- **Problem to solve**
Show the lines below that contain the string "post".

- **Source material**
----
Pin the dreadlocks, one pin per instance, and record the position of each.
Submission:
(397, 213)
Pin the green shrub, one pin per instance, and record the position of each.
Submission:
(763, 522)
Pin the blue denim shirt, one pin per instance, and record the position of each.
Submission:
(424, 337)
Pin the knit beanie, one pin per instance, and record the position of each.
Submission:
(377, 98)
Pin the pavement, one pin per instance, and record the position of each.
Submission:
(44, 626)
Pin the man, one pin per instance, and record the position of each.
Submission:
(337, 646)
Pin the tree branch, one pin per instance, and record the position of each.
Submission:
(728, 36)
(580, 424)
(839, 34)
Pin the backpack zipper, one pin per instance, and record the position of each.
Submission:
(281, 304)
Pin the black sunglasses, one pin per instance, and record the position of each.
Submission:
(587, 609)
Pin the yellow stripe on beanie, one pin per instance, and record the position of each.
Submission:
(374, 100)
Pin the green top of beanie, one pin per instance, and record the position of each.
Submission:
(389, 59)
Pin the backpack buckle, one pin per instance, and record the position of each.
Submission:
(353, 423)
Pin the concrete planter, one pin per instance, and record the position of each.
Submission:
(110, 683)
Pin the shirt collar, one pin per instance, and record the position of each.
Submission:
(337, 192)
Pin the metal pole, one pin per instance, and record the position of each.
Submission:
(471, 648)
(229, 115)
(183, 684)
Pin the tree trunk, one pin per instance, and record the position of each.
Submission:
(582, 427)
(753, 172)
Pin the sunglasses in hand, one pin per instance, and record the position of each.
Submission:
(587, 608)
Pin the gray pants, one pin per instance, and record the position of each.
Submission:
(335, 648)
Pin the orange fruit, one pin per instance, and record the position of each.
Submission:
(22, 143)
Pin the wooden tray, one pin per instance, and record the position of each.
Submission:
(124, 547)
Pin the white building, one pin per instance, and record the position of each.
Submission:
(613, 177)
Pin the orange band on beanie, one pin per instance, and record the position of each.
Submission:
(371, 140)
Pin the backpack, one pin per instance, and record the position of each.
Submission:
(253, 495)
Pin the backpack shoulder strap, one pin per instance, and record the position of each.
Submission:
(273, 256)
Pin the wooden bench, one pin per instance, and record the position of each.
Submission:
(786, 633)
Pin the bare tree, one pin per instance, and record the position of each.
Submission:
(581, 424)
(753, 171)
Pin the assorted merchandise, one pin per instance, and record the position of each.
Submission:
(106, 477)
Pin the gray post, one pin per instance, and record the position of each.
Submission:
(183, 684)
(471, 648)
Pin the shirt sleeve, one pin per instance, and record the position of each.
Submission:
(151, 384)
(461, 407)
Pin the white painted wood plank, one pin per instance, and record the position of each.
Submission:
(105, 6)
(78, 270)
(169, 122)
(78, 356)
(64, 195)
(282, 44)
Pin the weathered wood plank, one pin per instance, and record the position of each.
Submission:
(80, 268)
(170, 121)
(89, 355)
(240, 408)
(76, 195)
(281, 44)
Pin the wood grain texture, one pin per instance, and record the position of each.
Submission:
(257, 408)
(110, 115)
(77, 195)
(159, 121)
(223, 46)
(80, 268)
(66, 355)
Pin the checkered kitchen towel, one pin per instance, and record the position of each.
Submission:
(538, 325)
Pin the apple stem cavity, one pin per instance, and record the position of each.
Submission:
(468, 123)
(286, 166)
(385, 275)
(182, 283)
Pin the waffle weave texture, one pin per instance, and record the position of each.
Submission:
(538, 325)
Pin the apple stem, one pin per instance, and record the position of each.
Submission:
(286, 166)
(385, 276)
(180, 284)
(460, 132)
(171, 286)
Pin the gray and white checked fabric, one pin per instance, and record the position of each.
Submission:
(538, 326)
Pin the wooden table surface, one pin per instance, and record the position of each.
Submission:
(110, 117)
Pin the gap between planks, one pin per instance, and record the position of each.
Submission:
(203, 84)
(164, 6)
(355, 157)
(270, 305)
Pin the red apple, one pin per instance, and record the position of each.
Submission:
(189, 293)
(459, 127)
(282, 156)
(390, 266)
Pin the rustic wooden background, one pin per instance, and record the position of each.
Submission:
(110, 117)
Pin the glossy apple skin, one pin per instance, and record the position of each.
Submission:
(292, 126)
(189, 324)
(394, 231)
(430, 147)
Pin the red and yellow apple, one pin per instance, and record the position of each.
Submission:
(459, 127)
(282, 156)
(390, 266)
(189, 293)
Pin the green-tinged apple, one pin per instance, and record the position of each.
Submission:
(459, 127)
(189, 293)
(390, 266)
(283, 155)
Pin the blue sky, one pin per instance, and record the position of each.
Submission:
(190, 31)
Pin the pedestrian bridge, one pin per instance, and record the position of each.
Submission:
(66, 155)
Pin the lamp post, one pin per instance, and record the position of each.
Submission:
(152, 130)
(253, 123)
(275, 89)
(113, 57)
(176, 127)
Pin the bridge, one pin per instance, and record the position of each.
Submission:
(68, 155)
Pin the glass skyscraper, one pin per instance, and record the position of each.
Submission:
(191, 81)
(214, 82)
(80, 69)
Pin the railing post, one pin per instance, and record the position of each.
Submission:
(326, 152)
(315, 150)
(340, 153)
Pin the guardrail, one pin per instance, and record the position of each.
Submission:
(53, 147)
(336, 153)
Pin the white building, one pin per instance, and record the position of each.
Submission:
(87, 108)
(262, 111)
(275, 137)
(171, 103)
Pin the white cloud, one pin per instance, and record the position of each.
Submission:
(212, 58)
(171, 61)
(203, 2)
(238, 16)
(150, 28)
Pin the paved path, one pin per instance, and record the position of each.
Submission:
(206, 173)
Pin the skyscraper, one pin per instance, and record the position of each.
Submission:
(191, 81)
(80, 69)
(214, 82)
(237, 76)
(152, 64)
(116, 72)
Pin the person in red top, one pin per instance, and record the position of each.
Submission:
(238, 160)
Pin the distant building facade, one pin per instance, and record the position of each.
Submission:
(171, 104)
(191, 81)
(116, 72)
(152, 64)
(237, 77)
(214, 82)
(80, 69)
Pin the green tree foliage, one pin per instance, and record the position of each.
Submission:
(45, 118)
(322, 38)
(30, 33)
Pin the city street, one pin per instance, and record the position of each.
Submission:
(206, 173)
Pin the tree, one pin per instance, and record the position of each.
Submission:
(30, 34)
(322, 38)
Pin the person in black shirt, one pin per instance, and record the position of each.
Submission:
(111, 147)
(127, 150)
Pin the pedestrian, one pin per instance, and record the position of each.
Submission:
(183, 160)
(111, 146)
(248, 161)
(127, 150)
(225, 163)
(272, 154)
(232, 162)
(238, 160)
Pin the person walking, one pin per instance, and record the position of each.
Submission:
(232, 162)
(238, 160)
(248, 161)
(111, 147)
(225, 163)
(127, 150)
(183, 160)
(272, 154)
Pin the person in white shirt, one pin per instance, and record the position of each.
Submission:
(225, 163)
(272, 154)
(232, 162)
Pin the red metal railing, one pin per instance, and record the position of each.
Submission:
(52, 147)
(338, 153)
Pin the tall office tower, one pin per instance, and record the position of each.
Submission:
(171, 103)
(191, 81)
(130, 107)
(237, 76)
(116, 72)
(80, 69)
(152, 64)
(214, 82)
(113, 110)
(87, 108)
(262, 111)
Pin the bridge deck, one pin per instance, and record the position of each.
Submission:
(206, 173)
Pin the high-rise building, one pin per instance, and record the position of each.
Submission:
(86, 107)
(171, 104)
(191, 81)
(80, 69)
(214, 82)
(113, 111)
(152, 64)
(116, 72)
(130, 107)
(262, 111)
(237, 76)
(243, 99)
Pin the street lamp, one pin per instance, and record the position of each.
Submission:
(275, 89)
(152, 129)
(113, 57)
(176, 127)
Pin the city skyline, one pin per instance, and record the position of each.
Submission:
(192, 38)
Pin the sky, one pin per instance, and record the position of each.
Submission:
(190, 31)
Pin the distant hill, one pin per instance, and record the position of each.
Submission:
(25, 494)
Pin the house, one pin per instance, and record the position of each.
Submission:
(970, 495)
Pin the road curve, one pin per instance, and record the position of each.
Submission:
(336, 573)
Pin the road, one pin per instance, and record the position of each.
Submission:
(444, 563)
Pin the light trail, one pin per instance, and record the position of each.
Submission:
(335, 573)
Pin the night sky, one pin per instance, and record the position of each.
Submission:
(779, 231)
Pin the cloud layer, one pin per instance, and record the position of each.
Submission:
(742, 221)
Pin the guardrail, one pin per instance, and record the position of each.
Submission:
----
- **Completed task**
Pin the gray post, one pin per instance, and record the position of each.
Pin the lamp post, one pin per instance, and record the position of each.
Pin the railing post, one pin per instance, and record the position of each.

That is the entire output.